The Astounding Footage NASA Captured Of Tonga's Volcanic Eruption

It was January 15, 2022, when a blast with more than 500 times the power of the Hiroshima nuclear bomb shocked the Pacific. The Hunga Ha'apai Volcano, 40 miles off Tonga, was climaxing with an intimidating eruption after nearly a month of increasing activity.

The eruption's shockwaves triggered tsunamis across the Caribbean, Australia, New Zealand, Japan, and the west coasts of North and South America. Tonga, a Polynesian country that groups 169 islands, of which 36 are home to over 105,000 residents, was the worst hit by the natural disaster.

NASA researchers estimated the volcanic eruption had the force of 10 megatons of TNT, NASA scientists told NPR. Tonga's resulting infrastructure and communication damages left the nation cut off from the world; airports were covered in ash, as well, grounding all flights in and out.

GIVEN DATA =>

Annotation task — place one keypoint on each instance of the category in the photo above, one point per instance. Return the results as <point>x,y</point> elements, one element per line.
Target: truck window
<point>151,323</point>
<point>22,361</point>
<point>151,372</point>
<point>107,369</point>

PARTS OF THE EXERCISE =>
• a. Answer these questions using the Tonga eruption text.
(i) How far off Tonga is the Hunga Ha'apai Volcano?
(ii) How many of Tonga's 169 islands are home to residents?
(iii) What force did NASA researchers estimate the eruption had?
• b. Update the records by replacing "truck window" with "truck headlight", leave everything else unchanged, and write out all the records again.

RESPONSES BY TASK =>
• a.
(i) 40 miles
(ii) 36
(iii) 10 megatons of TNT

• b.
Annotation task — place one keypoint on each instance of the category in the photo above, one point per instance. Return the results as <point>x,y</point> elements, one element per line.
Target: truck headlight
<point>151,323</point>
<point>22,361</point>
<point>151,372</point>
<point>107,369</point>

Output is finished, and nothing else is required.